Job:
Can you reproduce the material below word for word, without the pictures?

Data shown:
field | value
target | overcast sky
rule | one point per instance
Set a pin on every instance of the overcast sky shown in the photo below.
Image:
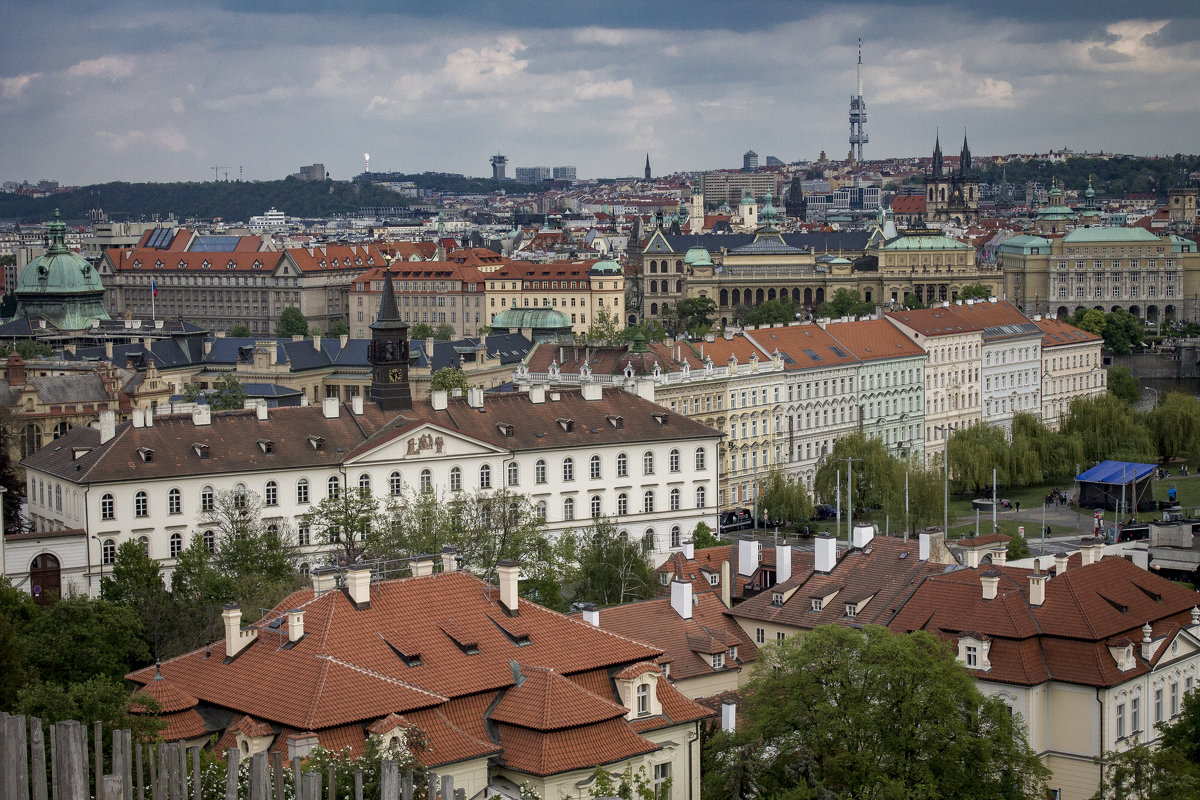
(130, 90)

Written answer:
field | value
target | overcast sky
rule | one point per instance
Set a pin on every instance of the overcast sky shown in the photo below.
Image:
(130, 90)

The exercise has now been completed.